Given entries

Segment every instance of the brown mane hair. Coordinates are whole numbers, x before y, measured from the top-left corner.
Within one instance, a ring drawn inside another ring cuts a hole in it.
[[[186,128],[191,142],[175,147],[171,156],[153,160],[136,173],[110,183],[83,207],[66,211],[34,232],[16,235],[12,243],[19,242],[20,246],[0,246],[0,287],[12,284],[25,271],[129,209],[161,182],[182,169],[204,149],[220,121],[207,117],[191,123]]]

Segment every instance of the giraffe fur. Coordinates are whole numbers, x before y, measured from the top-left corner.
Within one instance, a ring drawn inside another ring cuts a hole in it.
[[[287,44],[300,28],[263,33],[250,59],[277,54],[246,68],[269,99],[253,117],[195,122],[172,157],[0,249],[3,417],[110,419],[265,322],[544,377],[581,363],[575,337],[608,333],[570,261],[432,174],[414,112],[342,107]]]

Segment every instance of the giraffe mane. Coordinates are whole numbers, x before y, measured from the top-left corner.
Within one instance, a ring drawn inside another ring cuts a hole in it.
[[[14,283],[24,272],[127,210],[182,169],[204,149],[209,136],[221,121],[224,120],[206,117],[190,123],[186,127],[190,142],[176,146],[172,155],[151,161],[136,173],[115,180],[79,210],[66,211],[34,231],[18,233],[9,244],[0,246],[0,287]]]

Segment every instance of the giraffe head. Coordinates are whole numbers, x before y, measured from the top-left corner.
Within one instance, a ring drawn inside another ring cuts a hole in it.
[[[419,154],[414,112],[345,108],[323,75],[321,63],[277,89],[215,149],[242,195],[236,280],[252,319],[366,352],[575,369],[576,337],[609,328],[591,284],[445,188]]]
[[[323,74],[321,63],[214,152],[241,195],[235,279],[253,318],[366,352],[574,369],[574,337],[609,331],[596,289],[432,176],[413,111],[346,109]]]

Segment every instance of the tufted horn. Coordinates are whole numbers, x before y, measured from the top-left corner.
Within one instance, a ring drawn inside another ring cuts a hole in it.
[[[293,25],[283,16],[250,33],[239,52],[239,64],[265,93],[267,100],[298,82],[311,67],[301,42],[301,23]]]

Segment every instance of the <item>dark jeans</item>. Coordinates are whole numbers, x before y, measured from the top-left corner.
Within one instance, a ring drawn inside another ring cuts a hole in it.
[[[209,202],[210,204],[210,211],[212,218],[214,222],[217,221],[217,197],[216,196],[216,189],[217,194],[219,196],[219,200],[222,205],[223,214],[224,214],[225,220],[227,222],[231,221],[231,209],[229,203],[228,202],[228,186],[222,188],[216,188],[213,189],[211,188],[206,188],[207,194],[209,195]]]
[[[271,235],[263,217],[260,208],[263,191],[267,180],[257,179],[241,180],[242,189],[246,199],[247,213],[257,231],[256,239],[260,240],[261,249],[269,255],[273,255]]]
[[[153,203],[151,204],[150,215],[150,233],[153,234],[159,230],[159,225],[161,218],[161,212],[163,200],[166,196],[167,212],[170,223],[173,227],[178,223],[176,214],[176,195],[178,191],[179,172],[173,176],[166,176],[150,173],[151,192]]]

Required work
In the listing above, find the line with "Segment every instance of the <item>dark" and set down that line and all after it exactly, through the final line.

Full response
Segment every instance of the <item>dark jeans</item>. Coordinates are whole numbers, x before y, measured from the top-left corner.
Within one instance, a ring drawn inside another ring cuts a hole in it.
[[[209,202],[210,204],[210,211],[212,218],[214,222],[217,221],[217,197],[216,196],[216,189],[217,194],[219,196],[219,200],[222,205],[223,214],[224,214],[225,220],[227,222],[231,221],[231,209],[229,203],[228,202],[228,186],[222,188],[216,188],[213,189],[211,188],[206,188],[207,194],[209,195]]]
[[[271,235],[263,217],[260,208],[263,191],[267,180],[257,179],[241,180],[242,189],[246,199],[247,213],[257,231],[256,239],[260,240],[261,249],[269,255],[273,255]]]
[[[153,203],[151,204],[150,215],[150,233],[153,234],[159,230],[159,225],[161,218],[161,212],[163,200],[166,196],[167,212],[170,223],[173,227],[178,223],[176,214],[176,195],[178,191],[179,172],[173,176],[166,176],[150,173],[151,192]]]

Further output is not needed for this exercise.